- _Written request_
Copy the material, starting at its first line and ending at the line that contains "[0,0,360,267]". Multiply each bounding-box coordinate by 2.1 and round to the nearest whole number, with halves rounded up, and leave every other line unchanged.

:: Data supplied ::

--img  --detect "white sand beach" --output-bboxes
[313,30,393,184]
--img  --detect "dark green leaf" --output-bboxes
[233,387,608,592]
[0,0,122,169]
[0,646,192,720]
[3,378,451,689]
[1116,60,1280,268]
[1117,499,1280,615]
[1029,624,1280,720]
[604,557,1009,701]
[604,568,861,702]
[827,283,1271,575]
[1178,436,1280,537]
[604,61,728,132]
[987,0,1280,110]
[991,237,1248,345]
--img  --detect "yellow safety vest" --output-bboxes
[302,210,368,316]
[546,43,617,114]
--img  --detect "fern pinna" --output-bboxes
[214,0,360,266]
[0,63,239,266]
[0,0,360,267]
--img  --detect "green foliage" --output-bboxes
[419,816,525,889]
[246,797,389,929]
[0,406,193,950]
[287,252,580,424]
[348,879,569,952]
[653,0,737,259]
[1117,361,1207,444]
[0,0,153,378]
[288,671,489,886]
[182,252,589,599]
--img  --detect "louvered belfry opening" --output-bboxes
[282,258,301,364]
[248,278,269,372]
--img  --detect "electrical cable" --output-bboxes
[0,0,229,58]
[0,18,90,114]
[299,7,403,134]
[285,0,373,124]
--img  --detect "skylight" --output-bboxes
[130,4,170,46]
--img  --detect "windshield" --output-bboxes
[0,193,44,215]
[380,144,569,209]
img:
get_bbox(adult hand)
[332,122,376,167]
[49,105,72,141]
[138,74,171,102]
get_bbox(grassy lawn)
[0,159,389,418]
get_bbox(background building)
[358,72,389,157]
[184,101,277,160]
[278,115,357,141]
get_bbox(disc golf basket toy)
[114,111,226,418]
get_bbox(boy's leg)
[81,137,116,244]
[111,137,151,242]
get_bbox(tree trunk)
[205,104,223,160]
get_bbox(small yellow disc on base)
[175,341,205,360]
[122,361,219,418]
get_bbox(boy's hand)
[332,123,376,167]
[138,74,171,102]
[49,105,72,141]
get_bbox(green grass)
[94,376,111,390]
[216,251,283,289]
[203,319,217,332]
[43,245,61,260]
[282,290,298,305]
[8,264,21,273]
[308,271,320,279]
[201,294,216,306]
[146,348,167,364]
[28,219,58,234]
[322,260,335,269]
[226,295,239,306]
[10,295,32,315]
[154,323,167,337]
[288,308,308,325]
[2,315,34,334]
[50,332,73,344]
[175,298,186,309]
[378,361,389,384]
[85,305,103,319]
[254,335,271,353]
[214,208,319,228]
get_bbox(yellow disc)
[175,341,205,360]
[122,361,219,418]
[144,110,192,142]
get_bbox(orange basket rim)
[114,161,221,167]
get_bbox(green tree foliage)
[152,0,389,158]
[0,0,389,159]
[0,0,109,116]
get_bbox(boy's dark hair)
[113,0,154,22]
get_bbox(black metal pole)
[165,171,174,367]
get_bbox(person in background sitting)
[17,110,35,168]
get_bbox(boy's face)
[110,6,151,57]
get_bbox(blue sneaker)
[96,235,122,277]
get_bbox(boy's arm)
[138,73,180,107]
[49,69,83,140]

:::

- _Answer for the task_
--img  --detect "white sand beach" --output-bboxes
[657,63,825,386]
--img  --detect "dark green leaf" --output-bboxes
[489,813,1277,1243]
[0,0,256,355]
[0,1357,403,1512]
[6,794,947,1447]
[2344,126,2688,563]
[2346,1048,2688,1292]
[2161,1310,2688,1512]
[1268,1170,2119,1472]
[1268,1193,1808,1474]
[1737,594,2669,1208]
[2474,916,2688,1128]
[1268,128,1529,277]
[2073,0,2688,231]
[2081,498,2621,725]
--img  --detect "yellow safety vest" --output-bboxes
[634,441,773,664]
[1147,90,1296,239]
--img  --detect "fern pinna" --output-bboxes
[449,0,756,559]
[0,132,502,559]
[0,0,756,561]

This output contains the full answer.